The 2021 Rose Parade Is Cancelled, Has It Ever Happened Before?

The 2021 Rose Parade in Pasadena, California has been canceled due to the pandemic. This is the first time that the Tournament of Roses Parade will not take place in 75 years.

Thousands of volunteers are needed to construct the floats and decorate them with flowers, according to a statement by the Pasadena Tournament of Roses Association Wednesday. In addition, the public would have a difficult time following social distancing guidelines while watching the parade.

The Rose Bowl Game, which follows after the parade, will continue as a College Football Playoff (CFP) Semifinal. The game might possibly take place at a reduced capacity, or in an empty stadium, according to USA Today. The association is still looking at other options to celebrate the new year.

"We may not be able to host our traditional five-mile march down Colorado Boulevard, but we are exploring new and safe ways we can collectively share in the celebration, and we look forward to announcing further details about our exciting new plans in the coming weeks," Executive Director David Eads said on the Tournament of Roses' official website.

Eads said that the organization initially hoped that it would not have to cancel the parade, hoping that the coronavirus pandemic would be over by New Year's Day.

"Like most people, having never lived through a pandemic before ... our thoughts were that the parade was 10 months away and we would be fine," Eads told the Los Angeles Times.

* _Problem set_
(1) Reproduce the portion of the Rose Parade article from "The Rose Bowl" up to and including "Roses' official website.".
(2) Extend the Rose Parade article by writing the passage that would come after its final sentence.
The records that follow bear no relation to the Rose Parade article.

* _Study material_
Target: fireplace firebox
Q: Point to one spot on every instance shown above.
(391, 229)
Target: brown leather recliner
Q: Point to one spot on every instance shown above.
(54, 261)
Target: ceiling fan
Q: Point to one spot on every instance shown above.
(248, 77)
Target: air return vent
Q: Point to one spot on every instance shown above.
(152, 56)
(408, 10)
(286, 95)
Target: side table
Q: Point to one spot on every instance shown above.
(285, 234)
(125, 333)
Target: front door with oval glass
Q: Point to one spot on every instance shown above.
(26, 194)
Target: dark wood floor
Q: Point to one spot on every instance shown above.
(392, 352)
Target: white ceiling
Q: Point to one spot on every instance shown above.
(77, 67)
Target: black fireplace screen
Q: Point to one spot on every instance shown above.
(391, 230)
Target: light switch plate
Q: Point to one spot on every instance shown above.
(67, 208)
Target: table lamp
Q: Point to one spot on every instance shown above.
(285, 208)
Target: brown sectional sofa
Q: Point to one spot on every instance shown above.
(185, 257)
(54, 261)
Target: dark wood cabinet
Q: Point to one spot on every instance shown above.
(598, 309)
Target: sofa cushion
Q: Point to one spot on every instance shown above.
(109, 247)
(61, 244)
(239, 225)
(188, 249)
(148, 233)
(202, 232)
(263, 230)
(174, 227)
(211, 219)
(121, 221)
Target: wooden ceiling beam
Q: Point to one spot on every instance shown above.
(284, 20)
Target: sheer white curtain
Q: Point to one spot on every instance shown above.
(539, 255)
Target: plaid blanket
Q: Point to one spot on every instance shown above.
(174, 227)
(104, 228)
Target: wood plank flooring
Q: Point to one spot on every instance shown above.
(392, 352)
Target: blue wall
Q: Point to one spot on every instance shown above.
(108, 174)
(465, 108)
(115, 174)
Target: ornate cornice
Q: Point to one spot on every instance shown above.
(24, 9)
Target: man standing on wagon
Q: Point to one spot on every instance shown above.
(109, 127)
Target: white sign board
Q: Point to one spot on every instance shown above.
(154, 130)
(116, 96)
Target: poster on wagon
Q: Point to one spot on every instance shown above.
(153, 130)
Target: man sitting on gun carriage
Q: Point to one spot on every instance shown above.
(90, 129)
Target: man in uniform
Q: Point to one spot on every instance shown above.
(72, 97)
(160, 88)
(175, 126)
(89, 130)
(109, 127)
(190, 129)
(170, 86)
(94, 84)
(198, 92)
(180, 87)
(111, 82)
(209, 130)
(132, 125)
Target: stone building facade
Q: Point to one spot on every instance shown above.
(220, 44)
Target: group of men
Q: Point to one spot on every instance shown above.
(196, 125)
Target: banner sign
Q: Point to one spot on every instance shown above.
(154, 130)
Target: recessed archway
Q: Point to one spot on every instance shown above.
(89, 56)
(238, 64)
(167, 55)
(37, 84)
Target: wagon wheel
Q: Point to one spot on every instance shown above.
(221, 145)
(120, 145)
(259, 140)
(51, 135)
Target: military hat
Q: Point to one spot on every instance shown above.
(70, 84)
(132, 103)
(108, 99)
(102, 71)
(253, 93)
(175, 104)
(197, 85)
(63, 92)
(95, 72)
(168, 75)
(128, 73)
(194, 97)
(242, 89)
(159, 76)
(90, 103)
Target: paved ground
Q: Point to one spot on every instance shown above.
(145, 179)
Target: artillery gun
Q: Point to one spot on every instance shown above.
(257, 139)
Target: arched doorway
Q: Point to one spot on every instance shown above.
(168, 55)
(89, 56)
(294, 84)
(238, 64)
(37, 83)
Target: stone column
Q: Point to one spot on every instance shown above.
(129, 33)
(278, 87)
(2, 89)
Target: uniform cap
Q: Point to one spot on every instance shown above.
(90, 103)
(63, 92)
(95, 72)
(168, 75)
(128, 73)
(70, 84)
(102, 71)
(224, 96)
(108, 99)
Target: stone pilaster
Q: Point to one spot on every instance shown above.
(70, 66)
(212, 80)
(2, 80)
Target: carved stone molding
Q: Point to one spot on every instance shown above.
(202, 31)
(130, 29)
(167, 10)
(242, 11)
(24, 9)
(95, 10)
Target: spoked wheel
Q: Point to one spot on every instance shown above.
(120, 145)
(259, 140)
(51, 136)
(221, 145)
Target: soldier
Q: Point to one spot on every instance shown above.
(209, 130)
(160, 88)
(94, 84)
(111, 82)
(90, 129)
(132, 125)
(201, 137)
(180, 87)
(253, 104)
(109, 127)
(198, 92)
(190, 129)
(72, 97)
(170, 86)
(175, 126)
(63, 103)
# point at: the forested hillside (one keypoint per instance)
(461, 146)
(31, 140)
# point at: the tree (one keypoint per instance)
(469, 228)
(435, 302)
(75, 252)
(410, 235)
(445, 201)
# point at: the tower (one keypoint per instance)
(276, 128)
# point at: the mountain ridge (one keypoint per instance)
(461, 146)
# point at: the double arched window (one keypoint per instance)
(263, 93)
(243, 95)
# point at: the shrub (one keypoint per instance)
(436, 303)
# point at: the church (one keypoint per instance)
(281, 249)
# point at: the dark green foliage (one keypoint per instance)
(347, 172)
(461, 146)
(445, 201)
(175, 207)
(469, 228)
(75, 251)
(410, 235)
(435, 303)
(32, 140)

* _Task responses_
(1)
The Rose Bowl Game, which follows after the parade, will continue as a College Football Playoff (CFP) Semifinal. The game might possibly take place at a reduced capacity, or in an empty stadium, according to USA Today. The association is still looking at other options to celebrate the new year.

"We may not be able to host our traditional five-mile march down Colorado Boulevard, but we are exploring new and safe ways we can collectively share in the celebration, and we look forward to announcing further details about our exciting new plans in the coming weeks," Executive Director David Eads said on the Tournament of Roses' official website.

(2)
Rose Parade
PASADENA, CALIFORNIA - JANUARY 01: The 131st Rose Parade presented by Honda on January 01, 2020 in Pasadena, California. Getty/Jerod Harris

This marks the first time that Rose Parade has been canceled for health reasons, however, it is not the first time the event has been cancelled. During World War II, the annual Pasadena event has been shut down three other times.

In 1942, shortly after the attack on Pearl Harbor, organizers cancelled the parade. The parade was cancelled again the following year due to the war effort. The procession resumed again in 1944 but at a much smaller scale. Just three vehicles were decorated, and due to material shortages, the floats could not be built.

"In the war effort, there was no availability of materials," Eads explained to the Los Angeles Daily News. "You couldn't get iron or steel to build the floats. All of that was going into the war effort."

The parade was postponed once again in 1945, however that would be the last time World War II got in the way of the parade—the war ended in September that year.